-- Materials provided start --
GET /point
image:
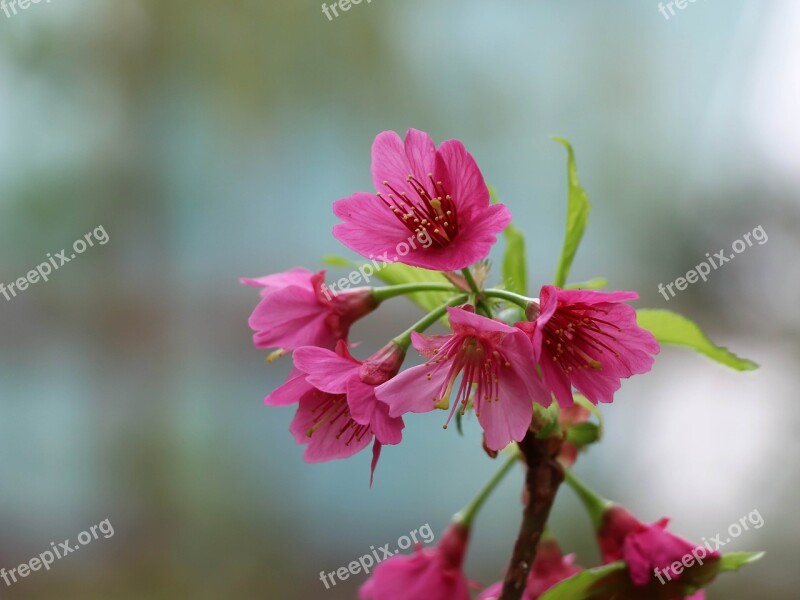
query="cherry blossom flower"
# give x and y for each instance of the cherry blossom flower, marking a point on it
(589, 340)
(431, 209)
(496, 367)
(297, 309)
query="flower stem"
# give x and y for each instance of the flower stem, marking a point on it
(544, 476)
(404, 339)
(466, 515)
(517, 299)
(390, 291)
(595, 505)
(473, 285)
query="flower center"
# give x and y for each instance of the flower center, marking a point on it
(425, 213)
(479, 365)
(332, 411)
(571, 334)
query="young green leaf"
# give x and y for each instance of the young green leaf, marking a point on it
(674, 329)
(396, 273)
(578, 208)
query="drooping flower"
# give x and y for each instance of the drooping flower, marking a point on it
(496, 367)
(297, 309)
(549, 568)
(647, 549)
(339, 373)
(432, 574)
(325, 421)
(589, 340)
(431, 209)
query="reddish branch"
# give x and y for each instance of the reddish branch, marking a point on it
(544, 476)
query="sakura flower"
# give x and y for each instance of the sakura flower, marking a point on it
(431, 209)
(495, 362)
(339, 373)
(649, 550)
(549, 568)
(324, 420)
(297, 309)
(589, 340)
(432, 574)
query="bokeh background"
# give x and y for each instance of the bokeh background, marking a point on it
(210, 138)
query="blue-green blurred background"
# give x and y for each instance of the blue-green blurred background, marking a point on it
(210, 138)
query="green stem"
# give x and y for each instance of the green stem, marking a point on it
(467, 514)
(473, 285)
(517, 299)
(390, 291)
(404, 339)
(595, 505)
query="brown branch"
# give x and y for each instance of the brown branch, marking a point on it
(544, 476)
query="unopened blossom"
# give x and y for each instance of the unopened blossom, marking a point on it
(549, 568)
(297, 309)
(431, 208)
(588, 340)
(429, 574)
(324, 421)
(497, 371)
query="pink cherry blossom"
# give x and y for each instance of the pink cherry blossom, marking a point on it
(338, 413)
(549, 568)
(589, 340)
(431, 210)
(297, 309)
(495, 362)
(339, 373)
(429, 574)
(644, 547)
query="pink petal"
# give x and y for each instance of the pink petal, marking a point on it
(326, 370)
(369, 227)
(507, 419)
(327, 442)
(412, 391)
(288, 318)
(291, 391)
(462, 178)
-- Materials provided end --
-- Materials provided start --
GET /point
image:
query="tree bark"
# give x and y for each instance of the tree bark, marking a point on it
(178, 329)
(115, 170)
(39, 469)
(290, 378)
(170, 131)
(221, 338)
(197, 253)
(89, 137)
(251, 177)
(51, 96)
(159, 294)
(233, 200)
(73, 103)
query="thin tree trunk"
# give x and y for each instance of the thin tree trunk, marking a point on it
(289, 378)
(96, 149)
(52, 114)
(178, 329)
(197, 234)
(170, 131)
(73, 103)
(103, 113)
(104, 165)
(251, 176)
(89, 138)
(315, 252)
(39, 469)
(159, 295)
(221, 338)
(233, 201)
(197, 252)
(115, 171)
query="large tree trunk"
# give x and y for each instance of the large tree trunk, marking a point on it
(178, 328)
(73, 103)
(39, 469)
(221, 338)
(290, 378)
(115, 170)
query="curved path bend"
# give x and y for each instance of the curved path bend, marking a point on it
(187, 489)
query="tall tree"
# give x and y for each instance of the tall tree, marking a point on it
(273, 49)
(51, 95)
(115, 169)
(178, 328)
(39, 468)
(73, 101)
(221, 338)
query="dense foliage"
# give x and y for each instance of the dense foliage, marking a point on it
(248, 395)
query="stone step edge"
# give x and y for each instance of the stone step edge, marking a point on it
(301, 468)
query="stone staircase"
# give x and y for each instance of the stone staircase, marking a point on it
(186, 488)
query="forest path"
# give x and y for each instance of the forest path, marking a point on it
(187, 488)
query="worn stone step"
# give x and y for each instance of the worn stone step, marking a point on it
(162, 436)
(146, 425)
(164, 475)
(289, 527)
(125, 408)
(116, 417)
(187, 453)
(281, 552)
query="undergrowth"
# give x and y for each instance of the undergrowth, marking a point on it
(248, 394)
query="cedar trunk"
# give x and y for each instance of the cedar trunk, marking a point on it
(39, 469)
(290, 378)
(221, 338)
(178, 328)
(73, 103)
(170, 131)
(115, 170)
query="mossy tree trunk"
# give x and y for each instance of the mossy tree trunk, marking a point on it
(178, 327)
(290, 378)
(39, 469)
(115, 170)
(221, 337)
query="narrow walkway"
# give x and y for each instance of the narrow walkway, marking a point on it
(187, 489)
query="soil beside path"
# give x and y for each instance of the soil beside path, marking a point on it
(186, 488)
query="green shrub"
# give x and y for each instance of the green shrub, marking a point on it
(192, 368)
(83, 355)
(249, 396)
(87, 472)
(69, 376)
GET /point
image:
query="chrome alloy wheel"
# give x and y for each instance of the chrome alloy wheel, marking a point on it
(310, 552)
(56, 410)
-- Materials provided end --
** Given request **
Identify every line in the material above that contains the word "foliage", and copy each of those lines. Case counts when matching.

** Finished exercise **
query="dense foliage"
# give x and y for each instance of the dense foliage, marking a point on it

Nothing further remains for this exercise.